Data
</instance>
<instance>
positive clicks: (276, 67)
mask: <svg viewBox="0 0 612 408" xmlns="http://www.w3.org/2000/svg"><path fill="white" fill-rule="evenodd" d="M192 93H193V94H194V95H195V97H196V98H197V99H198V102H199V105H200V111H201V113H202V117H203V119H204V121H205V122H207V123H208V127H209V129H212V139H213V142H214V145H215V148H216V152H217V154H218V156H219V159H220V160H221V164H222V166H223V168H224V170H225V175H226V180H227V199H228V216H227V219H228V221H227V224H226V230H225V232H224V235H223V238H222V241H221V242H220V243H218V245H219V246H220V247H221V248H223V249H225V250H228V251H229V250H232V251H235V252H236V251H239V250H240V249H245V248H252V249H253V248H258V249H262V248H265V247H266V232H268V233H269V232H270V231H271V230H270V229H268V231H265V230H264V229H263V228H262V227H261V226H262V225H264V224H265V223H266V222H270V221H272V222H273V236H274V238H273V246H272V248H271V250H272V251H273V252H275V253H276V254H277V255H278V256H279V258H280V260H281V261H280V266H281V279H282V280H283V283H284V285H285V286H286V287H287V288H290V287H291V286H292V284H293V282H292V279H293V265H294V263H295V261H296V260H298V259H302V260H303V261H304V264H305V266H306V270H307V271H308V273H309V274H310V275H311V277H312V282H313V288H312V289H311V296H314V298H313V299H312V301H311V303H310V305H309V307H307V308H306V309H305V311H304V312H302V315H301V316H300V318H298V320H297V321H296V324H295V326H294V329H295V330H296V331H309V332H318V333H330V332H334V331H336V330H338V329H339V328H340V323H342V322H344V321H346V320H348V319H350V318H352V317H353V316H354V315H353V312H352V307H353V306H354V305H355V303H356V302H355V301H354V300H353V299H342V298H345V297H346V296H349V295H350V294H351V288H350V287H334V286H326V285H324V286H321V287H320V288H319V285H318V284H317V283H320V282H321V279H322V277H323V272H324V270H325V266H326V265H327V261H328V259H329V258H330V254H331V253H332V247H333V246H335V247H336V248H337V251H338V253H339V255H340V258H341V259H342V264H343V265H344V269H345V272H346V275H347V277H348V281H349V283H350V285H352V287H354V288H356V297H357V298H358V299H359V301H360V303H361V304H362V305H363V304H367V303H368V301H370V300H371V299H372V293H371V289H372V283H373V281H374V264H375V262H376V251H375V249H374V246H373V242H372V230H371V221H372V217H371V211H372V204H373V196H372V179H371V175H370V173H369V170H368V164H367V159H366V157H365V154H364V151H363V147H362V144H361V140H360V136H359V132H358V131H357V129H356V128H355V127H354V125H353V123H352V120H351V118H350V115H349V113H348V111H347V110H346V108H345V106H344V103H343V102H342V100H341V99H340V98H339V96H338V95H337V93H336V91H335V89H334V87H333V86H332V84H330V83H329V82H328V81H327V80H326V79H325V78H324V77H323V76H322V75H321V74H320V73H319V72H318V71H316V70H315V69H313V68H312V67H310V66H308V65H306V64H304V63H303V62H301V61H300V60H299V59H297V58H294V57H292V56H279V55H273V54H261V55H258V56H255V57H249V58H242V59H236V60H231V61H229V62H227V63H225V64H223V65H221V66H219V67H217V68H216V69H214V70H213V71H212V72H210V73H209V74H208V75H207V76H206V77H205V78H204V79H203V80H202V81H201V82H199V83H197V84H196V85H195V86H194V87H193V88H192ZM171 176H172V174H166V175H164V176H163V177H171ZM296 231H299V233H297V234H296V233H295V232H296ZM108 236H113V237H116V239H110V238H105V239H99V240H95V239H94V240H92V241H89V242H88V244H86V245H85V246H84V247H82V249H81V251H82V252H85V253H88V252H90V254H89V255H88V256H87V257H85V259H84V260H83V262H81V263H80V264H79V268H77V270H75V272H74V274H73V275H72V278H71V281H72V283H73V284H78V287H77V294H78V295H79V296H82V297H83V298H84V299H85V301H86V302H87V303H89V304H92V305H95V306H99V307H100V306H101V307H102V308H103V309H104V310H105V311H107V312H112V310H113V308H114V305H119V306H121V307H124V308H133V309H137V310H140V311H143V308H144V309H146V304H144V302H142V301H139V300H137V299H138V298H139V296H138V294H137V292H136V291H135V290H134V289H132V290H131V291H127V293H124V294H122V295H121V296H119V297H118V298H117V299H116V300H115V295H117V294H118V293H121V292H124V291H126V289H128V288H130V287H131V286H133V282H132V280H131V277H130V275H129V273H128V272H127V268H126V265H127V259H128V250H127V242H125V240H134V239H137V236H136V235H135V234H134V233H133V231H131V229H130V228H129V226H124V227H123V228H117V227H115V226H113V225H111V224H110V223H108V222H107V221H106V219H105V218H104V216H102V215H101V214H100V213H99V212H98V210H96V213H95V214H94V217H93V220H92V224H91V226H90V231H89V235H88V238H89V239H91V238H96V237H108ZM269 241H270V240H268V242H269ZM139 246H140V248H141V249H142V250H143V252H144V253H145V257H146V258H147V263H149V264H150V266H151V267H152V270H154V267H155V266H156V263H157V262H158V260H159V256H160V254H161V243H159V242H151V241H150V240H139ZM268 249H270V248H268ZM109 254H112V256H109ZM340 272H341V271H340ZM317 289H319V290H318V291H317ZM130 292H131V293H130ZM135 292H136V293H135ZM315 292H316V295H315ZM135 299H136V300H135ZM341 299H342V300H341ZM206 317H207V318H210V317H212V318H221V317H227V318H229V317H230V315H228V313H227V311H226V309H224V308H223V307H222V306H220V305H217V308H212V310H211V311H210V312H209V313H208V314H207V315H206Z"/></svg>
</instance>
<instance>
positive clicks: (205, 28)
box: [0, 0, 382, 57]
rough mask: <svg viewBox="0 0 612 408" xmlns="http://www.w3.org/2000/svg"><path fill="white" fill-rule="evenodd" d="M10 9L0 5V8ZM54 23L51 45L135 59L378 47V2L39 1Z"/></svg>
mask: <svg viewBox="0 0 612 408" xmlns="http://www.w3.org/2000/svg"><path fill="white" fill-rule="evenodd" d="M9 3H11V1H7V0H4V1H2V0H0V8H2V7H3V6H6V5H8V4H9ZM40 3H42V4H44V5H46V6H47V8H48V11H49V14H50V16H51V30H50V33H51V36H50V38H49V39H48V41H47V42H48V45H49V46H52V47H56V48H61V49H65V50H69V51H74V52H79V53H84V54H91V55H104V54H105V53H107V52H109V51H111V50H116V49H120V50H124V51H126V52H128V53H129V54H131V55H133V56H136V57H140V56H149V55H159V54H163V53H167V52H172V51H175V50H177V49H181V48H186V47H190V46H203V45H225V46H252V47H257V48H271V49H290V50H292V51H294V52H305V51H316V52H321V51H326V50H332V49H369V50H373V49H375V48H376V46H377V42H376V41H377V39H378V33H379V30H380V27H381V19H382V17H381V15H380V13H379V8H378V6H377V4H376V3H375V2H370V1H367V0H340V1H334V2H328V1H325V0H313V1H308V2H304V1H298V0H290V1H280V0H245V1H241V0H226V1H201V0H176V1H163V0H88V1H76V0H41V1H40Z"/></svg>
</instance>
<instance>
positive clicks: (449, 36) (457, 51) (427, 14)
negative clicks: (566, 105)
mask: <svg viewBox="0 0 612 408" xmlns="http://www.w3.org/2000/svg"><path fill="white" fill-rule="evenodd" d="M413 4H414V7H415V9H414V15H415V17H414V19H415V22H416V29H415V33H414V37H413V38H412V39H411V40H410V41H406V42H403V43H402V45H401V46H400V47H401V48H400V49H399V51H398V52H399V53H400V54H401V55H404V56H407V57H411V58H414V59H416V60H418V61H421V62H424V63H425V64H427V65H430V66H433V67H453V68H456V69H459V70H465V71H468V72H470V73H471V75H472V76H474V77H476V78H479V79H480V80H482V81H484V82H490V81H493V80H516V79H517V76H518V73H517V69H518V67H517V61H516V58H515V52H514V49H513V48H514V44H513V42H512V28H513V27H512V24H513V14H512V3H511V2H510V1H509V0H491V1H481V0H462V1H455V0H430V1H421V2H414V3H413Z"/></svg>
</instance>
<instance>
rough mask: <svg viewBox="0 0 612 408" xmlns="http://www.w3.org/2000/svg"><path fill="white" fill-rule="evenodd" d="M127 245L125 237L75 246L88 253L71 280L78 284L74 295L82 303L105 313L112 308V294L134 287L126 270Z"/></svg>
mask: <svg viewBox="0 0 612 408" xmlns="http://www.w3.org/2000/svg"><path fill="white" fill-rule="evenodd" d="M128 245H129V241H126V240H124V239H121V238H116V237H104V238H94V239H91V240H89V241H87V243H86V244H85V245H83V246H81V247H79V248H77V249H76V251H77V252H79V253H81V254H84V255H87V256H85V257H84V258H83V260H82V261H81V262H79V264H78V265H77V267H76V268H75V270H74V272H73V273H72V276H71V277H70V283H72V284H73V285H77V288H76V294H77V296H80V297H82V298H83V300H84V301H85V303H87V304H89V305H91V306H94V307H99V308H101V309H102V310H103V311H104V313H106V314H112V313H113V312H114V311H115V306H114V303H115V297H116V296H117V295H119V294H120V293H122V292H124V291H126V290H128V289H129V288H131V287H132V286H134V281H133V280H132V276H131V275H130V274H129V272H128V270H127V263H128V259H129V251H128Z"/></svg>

What is expected
Determine how many lines in the entries above contain the word "clicks". Reply with the number alone.

The completed task
4